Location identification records

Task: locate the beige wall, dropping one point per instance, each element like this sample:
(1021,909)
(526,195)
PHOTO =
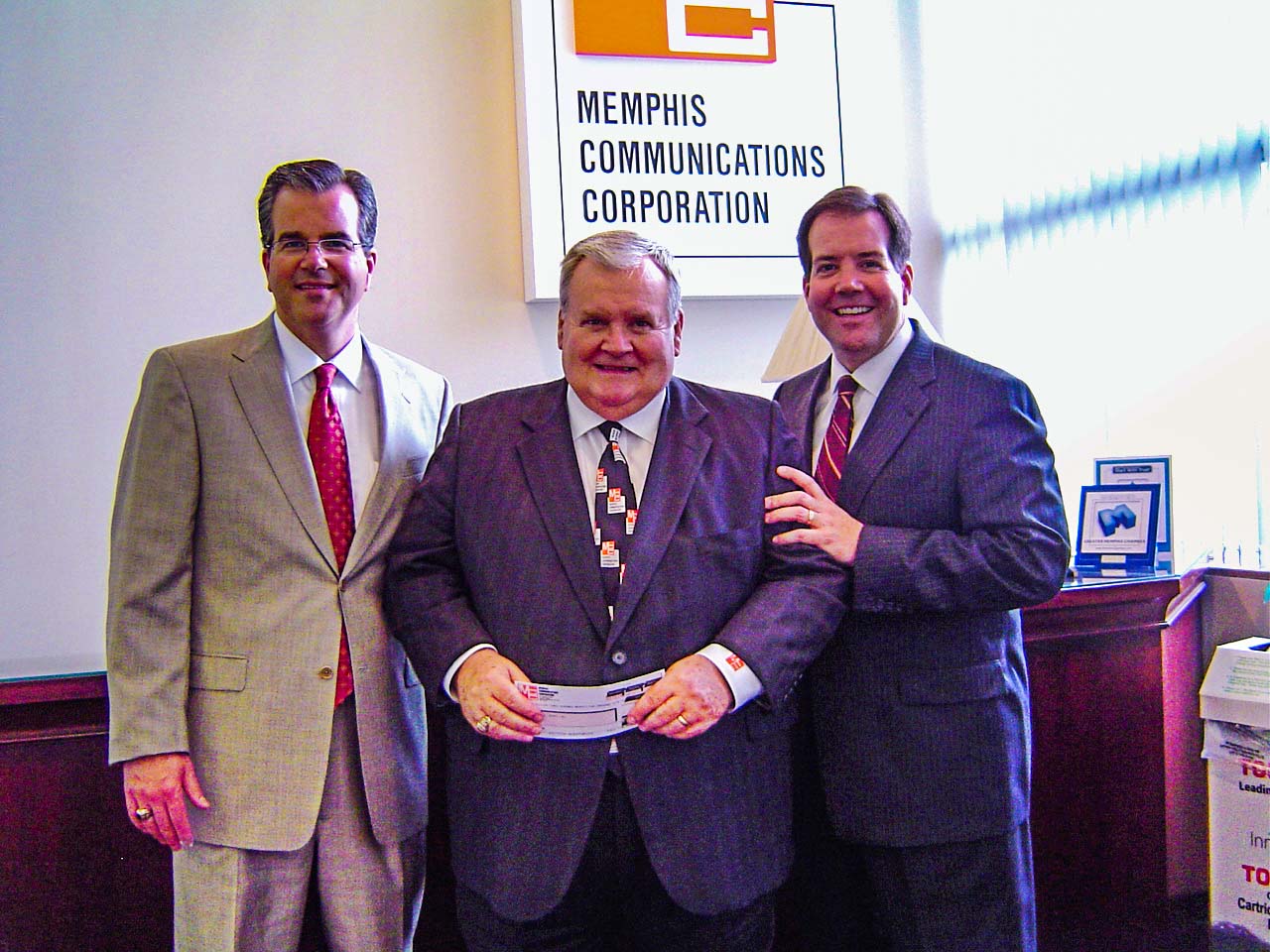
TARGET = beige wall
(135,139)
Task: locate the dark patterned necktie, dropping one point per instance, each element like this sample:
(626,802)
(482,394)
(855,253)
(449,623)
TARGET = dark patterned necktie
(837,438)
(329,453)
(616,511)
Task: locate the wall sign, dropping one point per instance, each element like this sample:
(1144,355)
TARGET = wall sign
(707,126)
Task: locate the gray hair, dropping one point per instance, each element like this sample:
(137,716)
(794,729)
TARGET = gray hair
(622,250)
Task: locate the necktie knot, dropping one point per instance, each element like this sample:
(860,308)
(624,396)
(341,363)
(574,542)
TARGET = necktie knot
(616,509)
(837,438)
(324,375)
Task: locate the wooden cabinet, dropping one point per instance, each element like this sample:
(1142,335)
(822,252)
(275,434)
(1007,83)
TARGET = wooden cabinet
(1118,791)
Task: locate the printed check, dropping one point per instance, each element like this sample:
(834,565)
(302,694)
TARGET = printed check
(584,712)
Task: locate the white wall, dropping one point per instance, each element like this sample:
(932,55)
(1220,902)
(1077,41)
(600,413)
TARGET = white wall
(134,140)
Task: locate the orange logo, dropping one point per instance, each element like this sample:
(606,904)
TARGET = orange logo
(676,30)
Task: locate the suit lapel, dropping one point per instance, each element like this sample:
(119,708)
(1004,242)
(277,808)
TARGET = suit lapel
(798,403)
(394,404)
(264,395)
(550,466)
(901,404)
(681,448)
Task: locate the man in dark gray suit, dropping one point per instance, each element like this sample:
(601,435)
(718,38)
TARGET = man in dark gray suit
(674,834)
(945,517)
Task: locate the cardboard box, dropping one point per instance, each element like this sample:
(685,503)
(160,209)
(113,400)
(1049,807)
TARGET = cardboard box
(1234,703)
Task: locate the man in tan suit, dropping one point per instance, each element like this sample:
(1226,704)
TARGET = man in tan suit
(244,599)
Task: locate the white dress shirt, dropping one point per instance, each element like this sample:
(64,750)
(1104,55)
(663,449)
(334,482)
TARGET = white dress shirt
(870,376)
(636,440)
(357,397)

* * *

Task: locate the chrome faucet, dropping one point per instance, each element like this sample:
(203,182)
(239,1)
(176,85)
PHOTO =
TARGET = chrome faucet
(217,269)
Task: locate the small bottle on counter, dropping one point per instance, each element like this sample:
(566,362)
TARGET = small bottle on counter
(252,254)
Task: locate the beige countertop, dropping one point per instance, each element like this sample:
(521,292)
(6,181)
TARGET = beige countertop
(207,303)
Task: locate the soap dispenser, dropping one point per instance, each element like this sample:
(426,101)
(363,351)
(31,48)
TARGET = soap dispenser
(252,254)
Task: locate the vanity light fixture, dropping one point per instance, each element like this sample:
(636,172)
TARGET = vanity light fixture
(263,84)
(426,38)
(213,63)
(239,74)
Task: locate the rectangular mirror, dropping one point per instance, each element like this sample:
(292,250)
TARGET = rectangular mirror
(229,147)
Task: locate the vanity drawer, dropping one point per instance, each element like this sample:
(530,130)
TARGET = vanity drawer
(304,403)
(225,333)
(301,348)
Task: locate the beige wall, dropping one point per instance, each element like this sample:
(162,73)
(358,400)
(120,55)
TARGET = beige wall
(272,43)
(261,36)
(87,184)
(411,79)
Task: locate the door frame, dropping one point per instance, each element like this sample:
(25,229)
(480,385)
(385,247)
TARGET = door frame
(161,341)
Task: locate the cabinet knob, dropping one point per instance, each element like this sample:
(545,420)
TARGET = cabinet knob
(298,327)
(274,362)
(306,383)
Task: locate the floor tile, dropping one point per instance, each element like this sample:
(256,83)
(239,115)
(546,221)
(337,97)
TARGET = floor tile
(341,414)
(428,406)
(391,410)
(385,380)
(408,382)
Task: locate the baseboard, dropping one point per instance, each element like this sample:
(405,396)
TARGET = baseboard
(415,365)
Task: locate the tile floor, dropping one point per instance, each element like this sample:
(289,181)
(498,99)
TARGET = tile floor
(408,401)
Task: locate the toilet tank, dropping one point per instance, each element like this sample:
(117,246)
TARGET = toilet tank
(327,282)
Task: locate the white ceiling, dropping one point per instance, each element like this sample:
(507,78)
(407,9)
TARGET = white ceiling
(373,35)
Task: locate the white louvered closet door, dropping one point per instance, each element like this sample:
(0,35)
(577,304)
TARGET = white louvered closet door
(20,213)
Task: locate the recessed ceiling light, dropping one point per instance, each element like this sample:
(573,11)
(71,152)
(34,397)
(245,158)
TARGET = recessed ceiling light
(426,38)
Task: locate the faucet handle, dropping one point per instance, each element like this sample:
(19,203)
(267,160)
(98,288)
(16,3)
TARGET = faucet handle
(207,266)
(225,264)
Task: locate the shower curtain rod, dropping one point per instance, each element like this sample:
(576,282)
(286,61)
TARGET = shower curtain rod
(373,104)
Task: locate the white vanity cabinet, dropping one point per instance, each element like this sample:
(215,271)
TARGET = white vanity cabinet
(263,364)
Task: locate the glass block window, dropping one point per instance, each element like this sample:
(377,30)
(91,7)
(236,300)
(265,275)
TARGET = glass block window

Goal:
Pick out every line in the records that contains the word "patterned" and copy each one.

Finished answer:
Task: locate the dark patterned necktie, dropping one point per instance, each element like this sample:
TARGET = dark patterned necktie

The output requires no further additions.